# A Couple More Segmented Pens



## JTTHECLOCKMAN (Jul 30, 2013)

You wanted photos so here is a couple more segmented pens which I made. The first is a Roman Harvest kit with a black gabon ebony and holly segmented blank and finished with 8 coats of med CA.

The second pen is a Roman Harvest kit with mahagony and maple segmented blank. It too is finished with 8 coats of med CA. 

Thanks for looking and any comments or questions are always welcomed.


http://img.Rule #2/albums/v233/JTTHECLOCKMAN/IMGP0881.jpg



http://img.Rule #2/albums/v233/JTTHECLOCKMAN/IMGP0892.jpg



http://img.Rule #2/albums/v233/JTTHECLOCKMAN/CopyofIMGP0897-1.jpg



http://img.Rule #2/albums/v233/JTTHECLOCKMAN/CopyofIMGP0899-1.jpg


----------



## NYWoodturner (Jul 30, 2013)

Wow - Top notch work  The Ebony and Holly is a clear frontrunner for me. Very clean and crisp. 
Scott


----------



## manbuckwal (Jul 30, 2013)

Outstanding !!!! Very Sharp looking indeed


----------



## DKMD (Jul 31, 2013)

I've seen these two before, but I never tire of seeing them... Beautiful pens!


----------



## longbeard (Aug 2, 2013)

Yep, those are awesome as well John


----------



## Wildthings (Aug 3, 2013)

Awesome!


----------

☆ ☆ ☆

> **Task list**
(A) Rewrite the segmented pens thread between "You wanted photos" and "is finished with 8 coats of med CA.", inclusive, putting "Sierra" in place of "Roman Harvest".
(B) In the segmented pens thread, how many coats of finish does the first pen have?
The lines have nothing to do with the segmented pens thread.

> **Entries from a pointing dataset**
☆ ☆ ☆

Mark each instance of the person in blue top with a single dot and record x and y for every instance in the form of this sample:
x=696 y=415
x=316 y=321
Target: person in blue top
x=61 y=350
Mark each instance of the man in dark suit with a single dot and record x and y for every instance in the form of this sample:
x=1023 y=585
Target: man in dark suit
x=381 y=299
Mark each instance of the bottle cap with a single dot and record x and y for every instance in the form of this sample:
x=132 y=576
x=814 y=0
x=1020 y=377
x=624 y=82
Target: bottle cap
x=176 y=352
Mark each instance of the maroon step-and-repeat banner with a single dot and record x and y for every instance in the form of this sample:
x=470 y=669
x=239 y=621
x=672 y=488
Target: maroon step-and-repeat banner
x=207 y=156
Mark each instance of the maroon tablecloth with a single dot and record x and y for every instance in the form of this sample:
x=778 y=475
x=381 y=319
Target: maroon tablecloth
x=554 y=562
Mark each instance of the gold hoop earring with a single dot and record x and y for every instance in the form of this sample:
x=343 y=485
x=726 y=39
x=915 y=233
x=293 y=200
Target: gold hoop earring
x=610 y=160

☆ ☆ ☆

> **Set of answers**
(A)
You wanted photos so here is a couple more segmented pens which I made. The first is a Sierra kit with a black gabon ebony and holly segmented blank and finished with 8 coats of med CA.

The second pen is a Sierra kit with mahagony and maple segmented blank. It too is finished with 8 coats of med CA.

(B) 8 coats of med CA.